**TASK**
The result should be all the records, exact and complete, without a single picture.

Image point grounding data

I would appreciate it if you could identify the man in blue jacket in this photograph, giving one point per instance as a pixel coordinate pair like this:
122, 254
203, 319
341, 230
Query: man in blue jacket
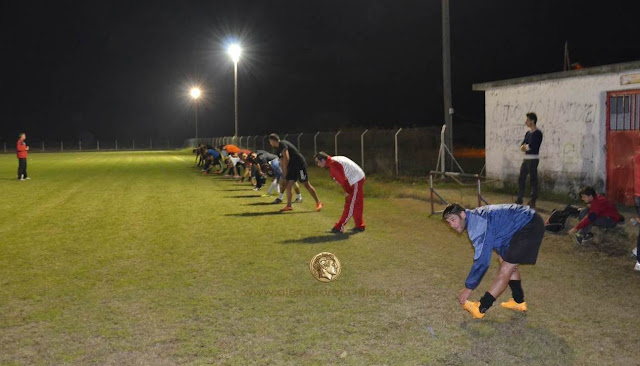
514, 232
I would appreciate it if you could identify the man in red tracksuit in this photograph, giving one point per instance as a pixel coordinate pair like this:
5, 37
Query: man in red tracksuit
599, 212
351, 177
21, 151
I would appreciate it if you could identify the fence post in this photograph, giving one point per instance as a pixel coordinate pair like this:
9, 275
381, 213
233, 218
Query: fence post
315, 143
396, 146
362, 147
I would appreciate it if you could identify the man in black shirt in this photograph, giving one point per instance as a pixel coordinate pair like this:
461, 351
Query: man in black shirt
294, 168
531, 147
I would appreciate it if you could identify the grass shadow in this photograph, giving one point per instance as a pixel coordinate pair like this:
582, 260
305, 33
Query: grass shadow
511, 342
319, 239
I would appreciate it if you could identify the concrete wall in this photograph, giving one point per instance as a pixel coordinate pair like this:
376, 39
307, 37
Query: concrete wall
572, 116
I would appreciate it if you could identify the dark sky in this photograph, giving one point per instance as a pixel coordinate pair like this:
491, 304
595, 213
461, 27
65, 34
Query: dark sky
120, 69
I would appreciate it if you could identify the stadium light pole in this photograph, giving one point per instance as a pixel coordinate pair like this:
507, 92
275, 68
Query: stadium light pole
235, 51
195, 93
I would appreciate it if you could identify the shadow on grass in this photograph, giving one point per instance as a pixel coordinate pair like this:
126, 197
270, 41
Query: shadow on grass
511, 342
319, 239
245, 196
268, 213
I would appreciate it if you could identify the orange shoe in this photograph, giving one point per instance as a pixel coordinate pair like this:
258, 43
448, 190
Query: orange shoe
473, 307
513, 305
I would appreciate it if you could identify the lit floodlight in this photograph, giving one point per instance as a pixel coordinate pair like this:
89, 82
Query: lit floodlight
195, 93
235, 51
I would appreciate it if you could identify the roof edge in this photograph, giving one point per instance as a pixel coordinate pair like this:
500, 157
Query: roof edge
597, 70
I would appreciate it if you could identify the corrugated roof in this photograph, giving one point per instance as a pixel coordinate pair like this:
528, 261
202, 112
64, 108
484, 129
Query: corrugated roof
606, 69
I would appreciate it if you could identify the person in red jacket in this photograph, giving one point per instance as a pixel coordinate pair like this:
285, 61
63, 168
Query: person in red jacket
351, 177
21, 151
599, 212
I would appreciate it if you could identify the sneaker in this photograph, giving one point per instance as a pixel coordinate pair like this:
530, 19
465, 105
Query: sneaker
473, 307
513, 305
577, 238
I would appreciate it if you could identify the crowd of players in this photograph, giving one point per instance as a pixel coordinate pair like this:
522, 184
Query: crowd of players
286, 168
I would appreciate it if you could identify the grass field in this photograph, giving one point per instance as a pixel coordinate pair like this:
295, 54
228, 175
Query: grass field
132, 258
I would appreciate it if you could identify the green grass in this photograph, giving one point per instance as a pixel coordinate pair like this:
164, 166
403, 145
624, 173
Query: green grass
130, 258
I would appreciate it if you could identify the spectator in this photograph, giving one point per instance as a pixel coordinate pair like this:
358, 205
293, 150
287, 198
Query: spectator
531, 147
351, 177
21, 152
599, 212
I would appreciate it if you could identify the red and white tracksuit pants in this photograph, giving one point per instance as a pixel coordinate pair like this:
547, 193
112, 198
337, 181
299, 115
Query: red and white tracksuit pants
353, 206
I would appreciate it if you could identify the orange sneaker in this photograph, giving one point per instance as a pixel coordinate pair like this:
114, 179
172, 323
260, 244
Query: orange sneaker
473, 307
513, 305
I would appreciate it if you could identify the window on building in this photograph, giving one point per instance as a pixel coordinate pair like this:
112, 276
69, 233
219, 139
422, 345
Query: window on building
624, 110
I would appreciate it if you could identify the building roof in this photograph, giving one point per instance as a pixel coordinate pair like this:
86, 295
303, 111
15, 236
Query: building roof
606, 69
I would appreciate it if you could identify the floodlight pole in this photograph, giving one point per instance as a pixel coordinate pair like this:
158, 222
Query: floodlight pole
446, 77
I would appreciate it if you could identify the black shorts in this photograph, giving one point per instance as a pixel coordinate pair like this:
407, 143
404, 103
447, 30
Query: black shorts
525, 243
297, 171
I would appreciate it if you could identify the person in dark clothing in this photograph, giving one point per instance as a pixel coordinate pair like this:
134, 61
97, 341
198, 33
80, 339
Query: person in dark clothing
294, 168
21, 152
531, 147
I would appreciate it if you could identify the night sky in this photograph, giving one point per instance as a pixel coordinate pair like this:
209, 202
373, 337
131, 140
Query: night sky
122, 69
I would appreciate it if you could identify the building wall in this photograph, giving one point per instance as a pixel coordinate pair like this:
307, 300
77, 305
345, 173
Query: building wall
572, 116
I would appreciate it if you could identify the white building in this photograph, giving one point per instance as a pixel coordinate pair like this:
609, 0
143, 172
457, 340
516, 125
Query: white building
590, 123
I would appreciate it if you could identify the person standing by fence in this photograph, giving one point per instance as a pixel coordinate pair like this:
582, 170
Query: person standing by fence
531, 147
21, 152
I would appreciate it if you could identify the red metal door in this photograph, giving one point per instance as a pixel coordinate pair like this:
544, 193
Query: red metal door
623, 136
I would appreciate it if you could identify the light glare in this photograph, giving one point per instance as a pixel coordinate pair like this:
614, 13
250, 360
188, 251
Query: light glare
235, 51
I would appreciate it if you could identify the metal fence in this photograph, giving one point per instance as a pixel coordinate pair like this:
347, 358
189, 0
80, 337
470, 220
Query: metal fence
392, 153
39, 145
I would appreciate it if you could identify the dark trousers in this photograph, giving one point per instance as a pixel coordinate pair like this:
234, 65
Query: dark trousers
528, 167
22, 168
602, 221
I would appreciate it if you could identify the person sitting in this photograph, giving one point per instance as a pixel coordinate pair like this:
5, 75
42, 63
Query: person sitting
599, 212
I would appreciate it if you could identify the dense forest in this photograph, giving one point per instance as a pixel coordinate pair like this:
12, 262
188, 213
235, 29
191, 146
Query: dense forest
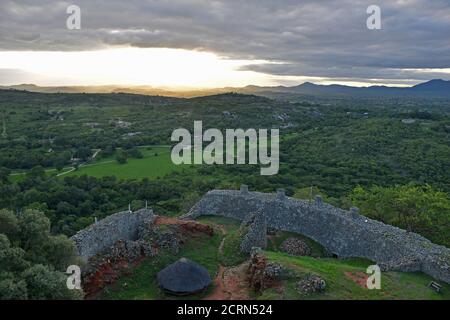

**ANSWER TO THIS EXERCISE**
I would appreciate it if you could identify the man in blue jacket in this photograph, giving one point per instance as a pixel coordinate pair like this:
122, 254
203, 319
341, 230
Query: man in blue jacket
514, 232
I would appreciate it if you could identify the man in red tracksuit in this photograph, giving one point per instance as a pixel coordinate pair like this:
5, 37
Query: man in red tracksuit
599, 212
351, 177
21, 151
I would appreciate it if you could identify the fence post in this photograph, giving one point per instance as a pixel coordinate pair like this:
9, 275
381, 213
233, 218
Query: fence post
315, 143
396, 146
362, 147
I would appreciate it if you could identify the man in black shirt in this photograph, giving one point per instance as a pixel coordinate pair like this:
461, 351
Query: man in black shirt
294, 168
531, 147
I would appreciate it if you could identify the grass shadow in this photograph, giving one point per instance as a pixel coordinate pair like this:
582, 260
305, 33
Query: grass shadow
511, 342
319, 239
I would appreciate it if you could identify the concrete wall in this photograph, giving one point per instance as a pixel coordinate pair like this:
376, 39
307, 37
Query: concrete wall
572, 116
I would appreciate it if you could identify the dark sky in this photograph, giving one point per instance as a pixel coordinate pair like this:
491, 304
595, 213
461, 27
65, 34
Query: dark sky
120, 69
I would appreciate it if you could identify the stadium light pole in this photograph, giving one point per instance as a pixel coordinate pair like this:
507, 92
275, 68
Query: stadium light pole
235, 51
195, 93
I would appreciate it if you could identify the shadow on grass in this photograph, giving one point per instance as a pixel coordinate pair like this:
126, 197
270, 41
Query: shadow on grass
511, 342
319, 239
245, 196
268, 213
I would appreciate it if you could identify the orange shoe in this photograph, giving one point per instance as a pixel coordinate pair like this:
258, 43
448, 190
Query: orange shoe
473, 307
513, 305
I would appreciate it if you could identify the lit floodlight in this photograph, giving one point per instance as a pixel coordinate pair like this:
89, 82
Query: lit floodlight
195, 93
235, 51
I would appreciate it if you could identify the roof edge in this photograph, giving one point per instance as a pixel coordinate pair like this:
500, 157
Query: roof edge
597, 70
I would appreciate it if you could identify the corrugated roof in this photograph, giving one point per instance as a pixel coordinate pair like this:
528, 261
202, 112
64, 108
484, 129
Query: corrugated roof
606, 69
I would appreciate it if you could identify the person in red jacket in this photograph, giving one point per instance as a pixel coordinate pair like this:
285, 61
63, 168
Query: person in red jacket
351, 177
21, 151
599, 212
I would appreciate it if you could identify the sneaker in this photograph, giving one point per instance as a pixel coordinate pair like this:
530, 19
465, 105
Query: sneaker
473, 307
513, 305
577, 238
I would appreciate it if you could identify the crowd of players in this photograph, giving one point per instance as a pixel coordinate pair like this:
522, 184
Query: crowd of players
286, 168
I would appreciate it if you could identify the grass field in this photograph, giving one point per instance as a pixel coordinate pair like this:
295, 54
228, 175
Query: grass field
132, 258
I would appreciate it if you could identify the green grass in this photograph, giving one point per instance as a pixel coordinate pair like this:
164, 166
403, 145
624, 173
Query: green grass
130, 258
I would appreciate it if you could identify the spectator in this photograph, giving one point per instance as a pixel coordinate pair like this:
358, 205
293, 150
287, 198
Query: spectator
531, 147
351, 177
21, 152
599, 212
I would appreciate it if you could identify the red and white tracksuit pants in this photograph, giving one point per instance as a pixel coordinate pair like this:
547, 193
112, 198
337, 181
299, 115
Query: red and white tracksuit pants
353, 206
I would appreciate it if you could identify the orange sneaker in this photograph, giving one point per instance as a pixel coordinate pair like this:
114, 179
172, 323
260, 244
Query: orange sneaker
473, 307
513, 305
I would appreciate it if you could identify the window on building in this photograph, giving one point per instance as a pixel coordinate pair like this:
112, 276
69, 233
219, 139
422, 345
Query: window on building
624, 110
I would appreciate it if you could identify the building roof in this photograph, giving one point per instance as a pixel coordinate pair like this:
86, 295
303, 111
15, 236
Query: building roof
606, 69
I would appreciate it if you could identify the floodlight pole in this photograph, giving one point per instance as a pixel coordinate pair like this:
158, 222
Query: floodlight pole
446, 77
I would appreciate it if you could identify the black shorts in this photograph, giving one point per instance as a pixel coordinate pair like this:
407, 143
404, 103
447, 30
Query: black shorts
525, 243
297, 171
I would appreciate it if you could identify the person in dark clothing in this photograph, giving one point per instance as a pixel coordinate pair like this:
134, 61
97, 341
198, 33
80, 339
Query: person in dark clothing
294, 168
21, 152
531, 147
I would appreciate it if you could identify the night sky in this photograph, giving one point per instance as a pixel coordinate pair like this:
209, 202
373, 337
131, 140
Query: night sky
122, 69
I would appreciate it if you could identify the building wall in this photograph, giving one point per instance as a pixel coordinate pair like this:
307, 300
77, 305
345, 173
Query: building wall
572, 116
I would appreciate it if you could identify the white building in this photograph, giving one point per instance as a pixel coordinate pair like this:
609, 0
143, 172
457, 340
516, 125
Query: white building
590, 123
I would appreciate it if you could identify the person standing by fence in this photograph, giving one point per instance as a pixel coordinate pair like this:
582, 170
Query: person standing by fence
531, 147
21, 152
I would appreciate it if you could identify the red metal door in this photograph, giving one point per instance as a pixel coordinate pair like this:
544, 193
Query: red metal door
623, 136
I would appreciate it if you could identify the light glare in this photograph, giving one point per instance as a pixel coordinate pair like this:
614, 13
250, 360
188, 251
Query: light glare
235, 51
I would appreciate it if you could identify the metal fence in this photograph, giving one point per instance as a pixel coordinate pair like this:
347, 358
189, 0
80, 337
470, 220
Query: metal fence
392, 153
39, 145
I would appreciate it if you could identify the dark trousers in this photograph, giving one point per instance as a pixel coordinate pair like this:
234, 65
Query: dark trousers
528, 167
22, 168
602, 221
I would appreciate it if you could identify the person sitting in this photograph, giving one point per instance as a pixel coordinate pair like this:
5, 75
42, 63
Query: person sitting
599, 212
I would appreciate it if you could identify the dense forest in this photograph, giving one point per instance as a pixel coordinate pair like this:
12, 262
188, 213
235, 29
191, 146
Query: dense forest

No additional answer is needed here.